Exercise details:
Find every line in the listing below that contains the word "facial", and copy each of those lines in full.
======
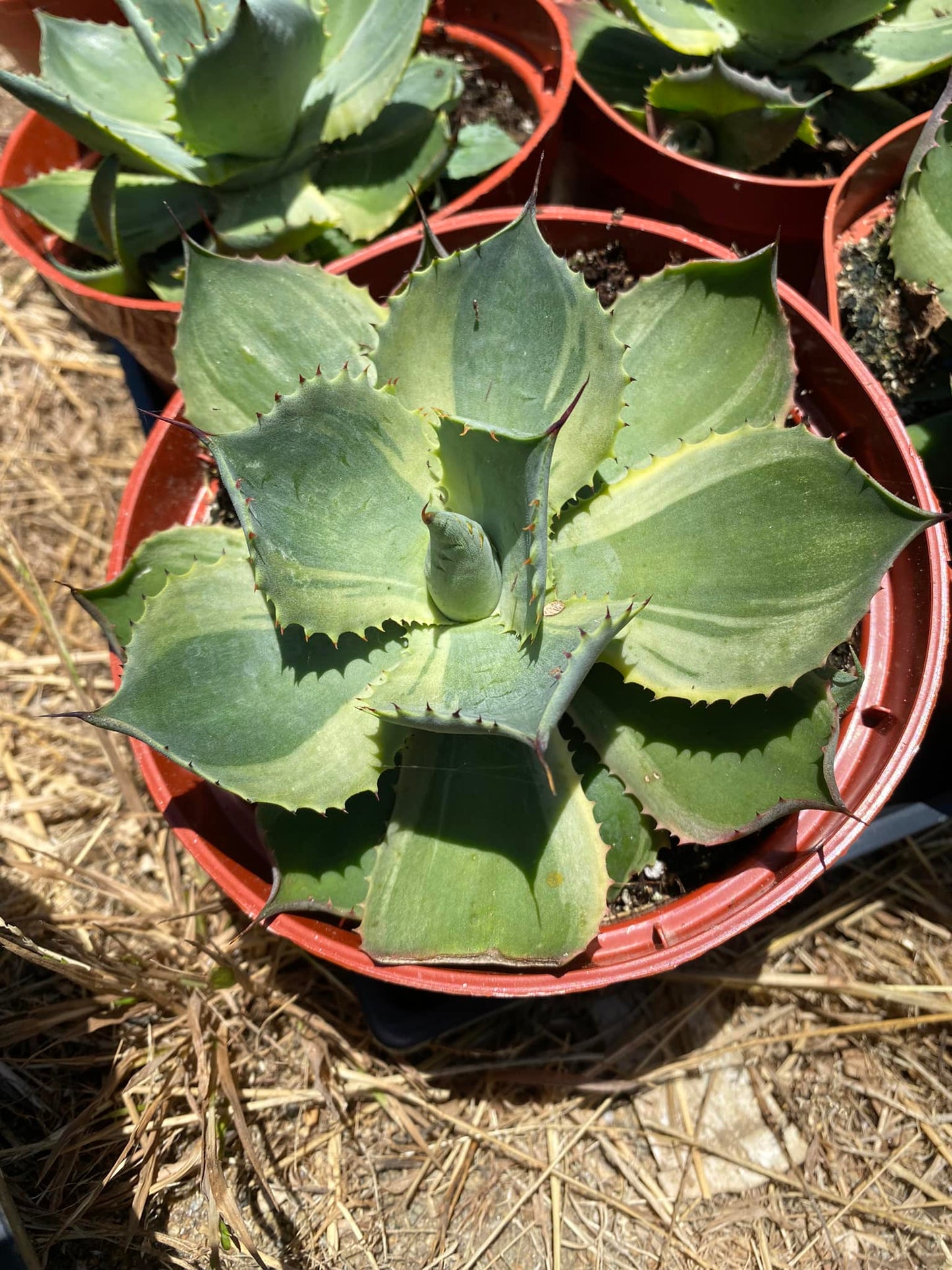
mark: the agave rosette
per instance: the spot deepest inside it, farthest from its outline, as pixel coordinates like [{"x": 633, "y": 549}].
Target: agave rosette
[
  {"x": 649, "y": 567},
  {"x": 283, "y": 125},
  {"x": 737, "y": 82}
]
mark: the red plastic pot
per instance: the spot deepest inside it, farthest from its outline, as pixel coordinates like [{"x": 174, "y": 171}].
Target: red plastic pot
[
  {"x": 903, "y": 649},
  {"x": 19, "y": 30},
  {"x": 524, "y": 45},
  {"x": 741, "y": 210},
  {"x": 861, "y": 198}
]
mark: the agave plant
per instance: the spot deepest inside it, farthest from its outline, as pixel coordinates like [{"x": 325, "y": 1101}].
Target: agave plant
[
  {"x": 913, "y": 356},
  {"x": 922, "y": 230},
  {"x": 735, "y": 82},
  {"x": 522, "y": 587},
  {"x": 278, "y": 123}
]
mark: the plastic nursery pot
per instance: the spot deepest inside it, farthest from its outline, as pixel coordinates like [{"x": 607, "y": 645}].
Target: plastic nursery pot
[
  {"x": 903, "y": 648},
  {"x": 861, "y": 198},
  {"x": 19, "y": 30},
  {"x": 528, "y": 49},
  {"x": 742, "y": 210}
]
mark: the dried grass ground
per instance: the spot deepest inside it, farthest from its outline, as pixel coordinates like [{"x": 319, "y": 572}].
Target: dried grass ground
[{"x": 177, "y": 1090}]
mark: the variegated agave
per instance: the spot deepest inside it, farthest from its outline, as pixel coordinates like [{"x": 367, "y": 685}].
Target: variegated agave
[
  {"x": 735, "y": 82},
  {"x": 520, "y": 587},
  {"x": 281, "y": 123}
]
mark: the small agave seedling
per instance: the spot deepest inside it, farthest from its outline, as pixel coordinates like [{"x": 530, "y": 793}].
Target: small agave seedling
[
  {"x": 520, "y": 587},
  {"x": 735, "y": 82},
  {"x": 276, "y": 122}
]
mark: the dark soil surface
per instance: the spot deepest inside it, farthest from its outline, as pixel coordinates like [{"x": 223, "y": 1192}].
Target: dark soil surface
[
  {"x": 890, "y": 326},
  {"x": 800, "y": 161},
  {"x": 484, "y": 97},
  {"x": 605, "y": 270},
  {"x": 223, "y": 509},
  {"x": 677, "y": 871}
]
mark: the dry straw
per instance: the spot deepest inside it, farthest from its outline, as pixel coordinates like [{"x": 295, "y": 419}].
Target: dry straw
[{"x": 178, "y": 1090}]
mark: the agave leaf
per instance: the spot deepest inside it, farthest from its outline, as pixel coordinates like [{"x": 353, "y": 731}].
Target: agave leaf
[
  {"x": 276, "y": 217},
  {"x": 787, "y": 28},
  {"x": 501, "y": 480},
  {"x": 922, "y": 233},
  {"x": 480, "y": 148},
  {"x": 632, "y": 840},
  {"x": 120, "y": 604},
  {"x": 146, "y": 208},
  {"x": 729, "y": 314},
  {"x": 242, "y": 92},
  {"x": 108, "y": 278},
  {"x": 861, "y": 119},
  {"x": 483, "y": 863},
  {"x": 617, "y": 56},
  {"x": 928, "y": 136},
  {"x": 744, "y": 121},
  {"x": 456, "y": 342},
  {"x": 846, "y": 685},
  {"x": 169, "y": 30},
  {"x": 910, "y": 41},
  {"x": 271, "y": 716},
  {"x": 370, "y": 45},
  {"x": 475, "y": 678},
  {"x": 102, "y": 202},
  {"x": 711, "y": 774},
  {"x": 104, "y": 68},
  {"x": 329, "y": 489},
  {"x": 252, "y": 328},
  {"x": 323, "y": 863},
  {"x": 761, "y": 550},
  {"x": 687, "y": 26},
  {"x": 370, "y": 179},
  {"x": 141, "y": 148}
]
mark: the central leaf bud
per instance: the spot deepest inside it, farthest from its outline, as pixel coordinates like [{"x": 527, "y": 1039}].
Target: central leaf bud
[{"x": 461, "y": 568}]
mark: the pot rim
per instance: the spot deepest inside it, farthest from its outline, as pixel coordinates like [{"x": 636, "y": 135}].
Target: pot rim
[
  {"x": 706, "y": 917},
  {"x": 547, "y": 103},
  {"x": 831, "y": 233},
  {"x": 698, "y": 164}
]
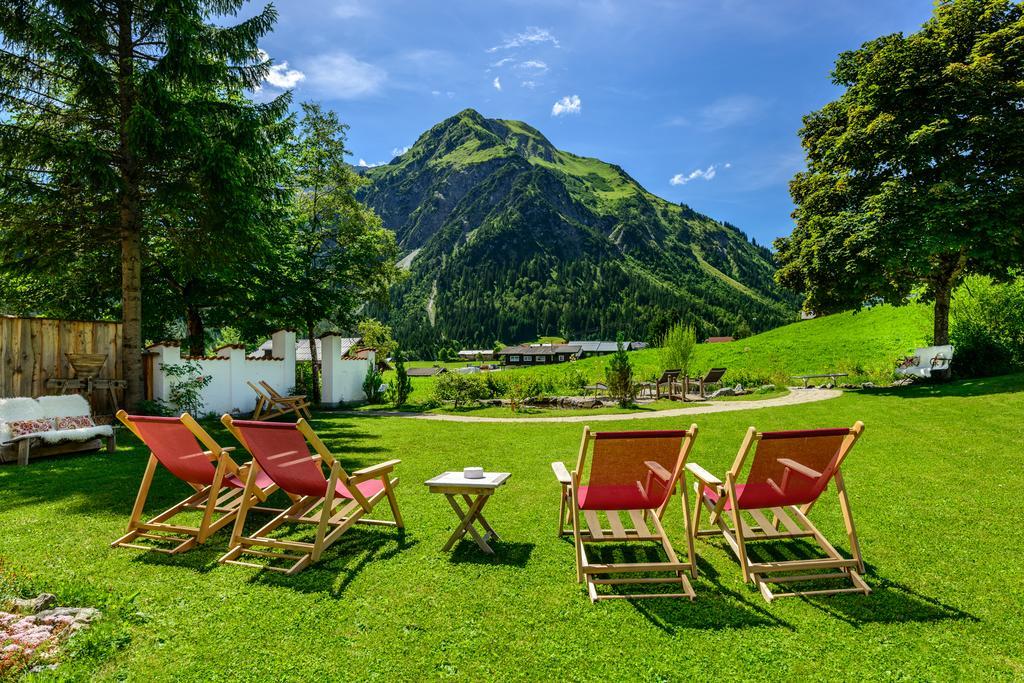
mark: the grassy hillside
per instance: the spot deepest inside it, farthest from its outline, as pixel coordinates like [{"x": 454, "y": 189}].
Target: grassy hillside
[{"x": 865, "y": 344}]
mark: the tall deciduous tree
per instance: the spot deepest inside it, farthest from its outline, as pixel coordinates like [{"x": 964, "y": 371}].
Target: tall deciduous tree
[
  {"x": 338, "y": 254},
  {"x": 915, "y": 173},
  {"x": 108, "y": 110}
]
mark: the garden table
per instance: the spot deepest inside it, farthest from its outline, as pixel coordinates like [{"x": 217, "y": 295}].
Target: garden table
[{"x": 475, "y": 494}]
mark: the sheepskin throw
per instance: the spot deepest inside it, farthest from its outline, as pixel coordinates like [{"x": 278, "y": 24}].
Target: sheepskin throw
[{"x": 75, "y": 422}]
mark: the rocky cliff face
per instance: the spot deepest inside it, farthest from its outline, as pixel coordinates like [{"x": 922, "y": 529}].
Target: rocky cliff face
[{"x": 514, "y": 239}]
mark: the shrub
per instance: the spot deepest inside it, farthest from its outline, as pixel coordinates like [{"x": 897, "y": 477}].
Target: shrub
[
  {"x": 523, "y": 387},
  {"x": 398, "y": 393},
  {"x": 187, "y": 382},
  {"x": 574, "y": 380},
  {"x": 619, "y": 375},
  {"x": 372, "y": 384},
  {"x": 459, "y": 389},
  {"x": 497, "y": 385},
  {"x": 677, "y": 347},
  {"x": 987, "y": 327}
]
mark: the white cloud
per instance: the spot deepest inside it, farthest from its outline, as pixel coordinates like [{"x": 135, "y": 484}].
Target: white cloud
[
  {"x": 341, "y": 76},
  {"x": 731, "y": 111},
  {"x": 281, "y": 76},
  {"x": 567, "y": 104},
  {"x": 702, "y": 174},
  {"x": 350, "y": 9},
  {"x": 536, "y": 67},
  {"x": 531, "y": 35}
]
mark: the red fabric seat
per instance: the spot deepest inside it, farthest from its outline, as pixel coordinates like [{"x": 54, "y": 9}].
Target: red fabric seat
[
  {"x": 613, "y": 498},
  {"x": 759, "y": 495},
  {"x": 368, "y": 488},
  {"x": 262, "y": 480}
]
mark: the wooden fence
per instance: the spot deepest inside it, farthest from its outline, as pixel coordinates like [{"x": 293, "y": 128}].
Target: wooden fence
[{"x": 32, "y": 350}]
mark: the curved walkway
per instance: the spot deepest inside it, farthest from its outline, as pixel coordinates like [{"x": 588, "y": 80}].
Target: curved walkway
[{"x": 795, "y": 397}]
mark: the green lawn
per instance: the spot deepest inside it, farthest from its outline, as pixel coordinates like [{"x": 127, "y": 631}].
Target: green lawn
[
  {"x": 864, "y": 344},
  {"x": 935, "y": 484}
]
======
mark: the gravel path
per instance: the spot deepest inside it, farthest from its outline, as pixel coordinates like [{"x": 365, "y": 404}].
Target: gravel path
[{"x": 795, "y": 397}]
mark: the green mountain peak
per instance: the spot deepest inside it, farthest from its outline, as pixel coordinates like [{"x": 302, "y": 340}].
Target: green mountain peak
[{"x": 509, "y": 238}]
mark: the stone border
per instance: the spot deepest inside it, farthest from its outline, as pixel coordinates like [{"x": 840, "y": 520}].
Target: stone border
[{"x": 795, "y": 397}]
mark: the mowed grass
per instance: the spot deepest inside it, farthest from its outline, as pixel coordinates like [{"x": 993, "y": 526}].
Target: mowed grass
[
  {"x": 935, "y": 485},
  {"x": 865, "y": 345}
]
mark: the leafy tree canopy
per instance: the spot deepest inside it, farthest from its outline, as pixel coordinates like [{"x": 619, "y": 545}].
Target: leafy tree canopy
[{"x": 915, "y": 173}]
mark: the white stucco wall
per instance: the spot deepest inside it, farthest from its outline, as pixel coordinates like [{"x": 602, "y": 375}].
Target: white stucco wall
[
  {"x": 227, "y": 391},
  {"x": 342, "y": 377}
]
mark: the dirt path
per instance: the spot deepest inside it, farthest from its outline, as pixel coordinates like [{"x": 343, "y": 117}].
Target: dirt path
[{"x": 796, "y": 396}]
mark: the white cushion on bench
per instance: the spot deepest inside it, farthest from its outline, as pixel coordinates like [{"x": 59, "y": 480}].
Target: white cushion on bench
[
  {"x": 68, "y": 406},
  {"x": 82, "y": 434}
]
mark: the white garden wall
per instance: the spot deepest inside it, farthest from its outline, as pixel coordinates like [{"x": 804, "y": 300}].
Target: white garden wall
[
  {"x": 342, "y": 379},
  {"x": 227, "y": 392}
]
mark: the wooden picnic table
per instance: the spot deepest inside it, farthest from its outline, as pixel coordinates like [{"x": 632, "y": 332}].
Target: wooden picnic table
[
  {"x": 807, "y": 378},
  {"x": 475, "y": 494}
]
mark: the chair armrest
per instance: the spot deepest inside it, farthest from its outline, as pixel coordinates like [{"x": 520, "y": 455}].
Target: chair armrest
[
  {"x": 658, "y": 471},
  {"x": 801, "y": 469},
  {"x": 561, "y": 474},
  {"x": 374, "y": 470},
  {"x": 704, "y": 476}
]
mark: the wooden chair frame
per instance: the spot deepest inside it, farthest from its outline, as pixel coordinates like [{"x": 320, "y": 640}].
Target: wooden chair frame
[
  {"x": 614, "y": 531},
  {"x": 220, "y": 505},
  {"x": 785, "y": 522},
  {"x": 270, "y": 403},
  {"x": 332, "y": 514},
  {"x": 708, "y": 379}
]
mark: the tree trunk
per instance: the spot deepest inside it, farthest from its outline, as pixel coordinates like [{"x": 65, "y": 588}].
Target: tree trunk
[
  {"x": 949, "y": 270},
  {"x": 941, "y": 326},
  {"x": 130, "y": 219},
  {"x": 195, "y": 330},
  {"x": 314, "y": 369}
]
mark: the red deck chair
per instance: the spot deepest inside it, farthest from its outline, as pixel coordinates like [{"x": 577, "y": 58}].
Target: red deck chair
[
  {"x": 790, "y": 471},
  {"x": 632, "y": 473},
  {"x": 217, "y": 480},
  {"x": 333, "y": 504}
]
======
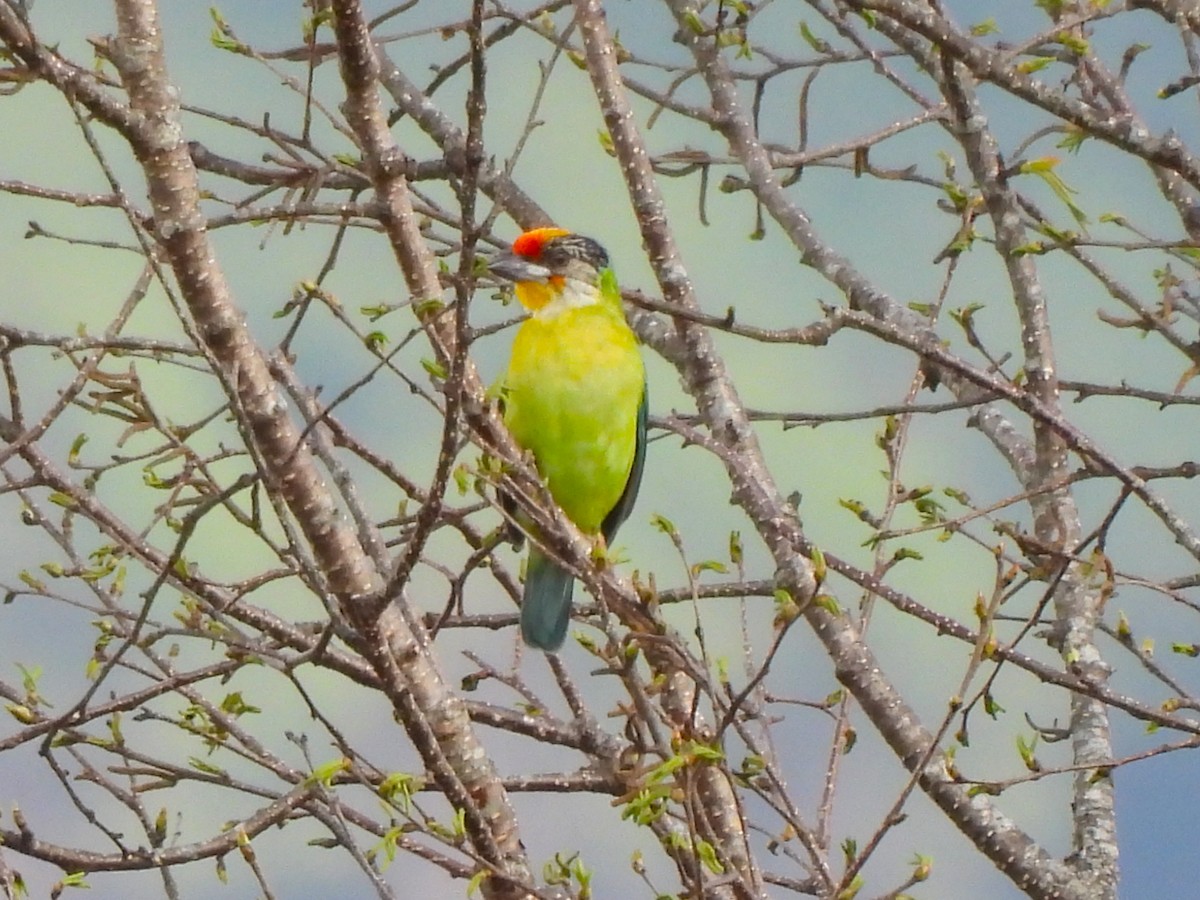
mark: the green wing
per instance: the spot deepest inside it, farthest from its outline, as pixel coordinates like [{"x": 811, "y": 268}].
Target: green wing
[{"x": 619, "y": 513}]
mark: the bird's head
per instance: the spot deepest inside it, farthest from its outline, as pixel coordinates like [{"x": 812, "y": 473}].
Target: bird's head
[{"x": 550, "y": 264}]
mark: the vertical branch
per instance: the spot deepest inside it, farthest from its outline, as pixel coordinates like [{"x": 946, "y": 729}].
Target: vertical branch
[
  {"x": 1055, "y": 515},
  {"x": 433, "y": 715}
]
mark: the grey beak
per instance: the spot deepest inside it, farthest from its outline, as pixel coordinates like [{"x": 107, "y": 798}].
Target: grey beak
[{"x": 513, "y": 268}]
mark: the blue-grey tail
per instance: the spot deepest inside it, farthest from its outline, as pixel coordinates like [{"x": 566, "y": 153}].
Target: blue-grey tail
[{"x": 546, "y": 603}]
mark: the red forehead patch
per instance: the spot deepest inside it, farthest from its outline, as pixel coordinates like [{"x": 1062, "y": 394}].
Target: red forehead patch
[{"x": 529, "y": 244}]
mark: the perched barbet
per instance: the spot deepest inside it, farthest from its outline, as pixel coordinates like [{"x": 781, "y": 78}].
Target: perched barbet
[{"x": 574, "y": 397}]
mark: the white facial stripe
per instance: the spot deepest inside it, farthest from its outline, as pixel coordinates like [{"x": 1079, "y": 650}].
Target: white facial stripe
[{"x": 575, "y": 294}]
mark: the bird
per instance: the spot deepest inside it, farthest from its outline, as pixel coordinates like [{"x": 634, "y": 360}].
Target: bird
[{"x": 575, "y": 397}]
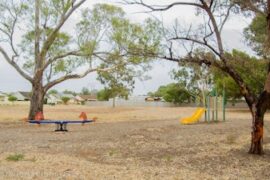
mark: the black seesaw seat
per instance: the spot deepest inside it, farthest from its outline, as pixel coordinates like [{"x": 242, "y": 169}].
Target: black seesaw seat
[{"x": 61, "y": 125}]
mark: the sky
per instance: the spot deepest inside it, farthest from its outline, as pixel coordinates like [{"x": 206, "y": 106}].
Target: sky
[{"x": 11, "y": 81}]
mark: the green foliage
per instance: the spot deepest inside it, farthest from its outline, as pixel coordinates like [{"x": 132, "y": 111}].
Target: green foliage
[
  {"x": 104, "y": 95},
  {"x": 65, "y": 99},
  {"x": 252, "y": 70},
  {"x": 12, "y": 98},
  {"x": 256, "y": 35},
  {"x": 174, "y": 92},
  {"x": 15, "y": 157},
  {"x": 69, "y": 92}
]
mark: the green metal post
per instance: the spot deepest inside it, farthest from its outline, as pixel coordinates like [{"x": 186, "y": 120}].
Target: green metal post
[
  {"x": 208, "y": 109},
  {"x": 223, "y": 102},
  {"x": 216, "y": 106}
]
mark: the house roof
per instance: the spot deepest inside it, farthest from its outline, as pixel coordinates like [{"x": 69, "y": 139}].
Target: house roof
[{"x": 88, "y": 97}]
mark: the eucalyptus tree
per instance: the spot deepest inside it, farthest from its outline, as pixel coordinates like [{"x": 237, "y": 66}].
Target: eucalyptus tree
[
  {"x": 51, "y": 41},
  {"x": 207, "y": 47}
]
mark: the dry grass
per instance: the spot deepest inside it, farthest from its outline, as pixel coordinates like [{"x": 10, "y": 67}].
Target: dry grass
======
Written solution:
mark: the white facial stripe
Target: white facial stripe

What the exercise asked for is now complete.